:: What you need to do ::
Find every line in the items below that contains the word "photo" and copy each of those lines.

:: Exercise input ::
----

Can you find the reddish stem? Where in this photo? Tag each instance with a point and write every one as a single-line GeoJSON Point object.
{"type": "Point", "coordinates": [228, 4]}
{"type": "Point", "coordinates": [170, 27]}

----

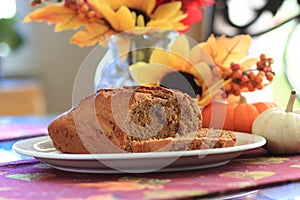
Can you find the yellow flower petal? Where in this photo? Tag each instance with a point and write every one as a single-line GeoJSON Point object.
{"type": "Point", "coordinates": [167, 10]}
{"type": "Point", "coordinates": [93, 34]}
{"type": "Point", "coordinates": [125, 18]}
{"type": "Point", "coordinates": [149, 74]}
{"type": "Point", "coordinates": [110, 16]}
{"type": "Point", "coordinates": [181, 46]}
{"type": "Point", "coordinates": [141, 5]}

----

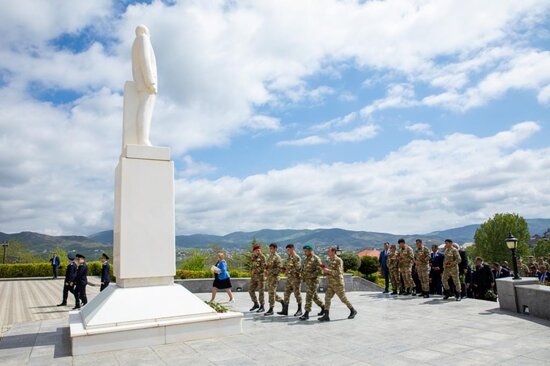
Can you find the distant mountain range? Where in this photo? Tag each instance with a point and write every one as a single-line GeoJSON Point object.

----

:: Response below ::
Can you find the reddish stem? Where in this photo? Tag each instance with a point and write every one as a single-line GeoJSON Point object.
Can you find the yellow flower petal? Where in this photo? Tag each instance with a point and write every one as a single-line GeoJSON Point object.
Can you find the distant mountain range? Where in this photo? Tag each instance with a point and write every one as a single-line GeoJSON Point object.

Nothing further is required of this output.